#### MATERIAL FOR THE TASK:
..............................
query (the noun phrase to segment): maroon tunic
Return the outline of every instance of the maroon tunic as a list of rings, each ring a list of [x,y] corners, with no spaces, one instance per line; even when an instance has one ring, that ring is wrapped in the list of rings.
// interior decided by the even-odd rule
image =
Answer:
..............................
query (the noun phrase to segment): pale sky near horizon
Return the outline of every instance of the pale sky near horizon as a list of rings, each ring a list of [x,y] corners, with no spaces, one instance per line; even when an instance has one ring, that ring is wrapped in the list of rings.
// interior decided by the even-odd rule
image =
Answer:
..............................
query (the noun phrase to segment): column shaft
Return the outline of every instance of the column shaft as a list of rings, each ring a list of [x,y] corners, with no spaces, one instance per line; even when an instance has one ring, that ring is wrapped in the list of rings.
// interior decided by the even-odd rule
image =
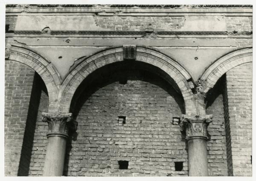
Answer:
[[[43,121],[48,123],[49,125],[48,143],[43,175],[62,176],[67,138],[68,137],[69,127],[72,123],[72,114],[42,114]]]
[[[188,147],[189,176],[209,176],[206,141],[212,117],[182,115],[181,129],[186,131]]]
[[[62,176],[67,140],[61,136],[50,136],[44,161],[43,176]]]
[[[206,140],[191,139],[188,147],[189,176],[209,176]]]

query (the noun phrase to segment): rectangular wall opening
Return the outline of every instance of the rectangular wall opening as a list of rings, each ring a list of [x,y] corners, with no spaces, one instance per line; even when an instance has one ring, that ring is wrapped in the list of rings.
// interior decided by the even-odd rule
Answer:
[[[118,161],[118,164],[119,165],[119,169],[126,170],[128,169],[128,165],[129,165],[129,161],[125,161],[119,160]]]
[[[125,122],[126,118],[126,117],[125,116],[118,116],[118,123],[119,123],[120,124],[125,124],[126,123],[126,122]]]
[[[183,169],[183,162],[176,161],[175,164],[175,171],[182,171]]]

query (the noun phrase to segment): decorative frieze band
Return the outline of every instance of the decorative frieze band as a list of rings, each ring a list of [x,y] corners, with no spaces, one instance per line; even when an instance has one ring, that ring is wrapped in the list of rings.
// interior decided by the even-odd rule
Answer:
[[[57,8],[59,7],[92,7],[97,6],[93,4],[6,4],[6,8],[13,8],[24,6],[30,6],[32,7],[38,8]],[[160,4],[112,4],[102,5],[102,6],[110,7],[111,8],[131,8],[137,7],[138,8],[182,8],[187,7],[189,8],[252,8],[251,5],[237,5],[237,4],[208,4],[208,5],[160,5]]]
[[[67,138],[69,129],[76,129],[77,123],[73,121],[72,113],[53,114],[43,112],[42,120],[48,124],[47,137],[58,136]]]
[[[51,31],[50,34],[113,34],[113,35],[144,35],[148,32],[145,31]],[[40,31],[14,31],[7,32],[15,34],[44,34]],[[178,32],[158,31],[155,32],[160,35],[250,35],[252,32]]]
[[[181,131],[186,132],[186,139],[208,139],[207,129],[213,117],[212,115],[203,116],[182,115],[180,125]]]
..............................
#### WHAT THIS TASK INVOLVES:
In the part of the listing that opens with the line containing "query (the noun phrase to segment): rectangular" and closes with the line containing "[[[183,169],[183,162],[176,161],[175,164],[175,171],[182,171]]]", substitute "window" for "wall opening". Give back only those lines, with nothing else changed.

#### THE RESPONSE:
query (the noun phrase to segment): rectangular window
Return the outline of every instance of the rectangular window as a list of rings, each ring a list of [x,y] corners, with no spaces, one instance per line; even when an instance has one ring, that ring is wrapped in the list of rings.
// interior decided by the even-odd rule
Answer:
[[[118,161],[118,164],[119,165],[119,169],[126,170],[128,169],[128,165],[129,165],[129,161],[125,161],[119,160]]]
[[[125,122],[126,118],[126,117],[125,116],[118,116],[118,123],[119,123],[120,124],[125,124],[126,123],[126,122]]]
[[[183,169],[183,162],[176,161],[175,164],[175,171],[182,171]]]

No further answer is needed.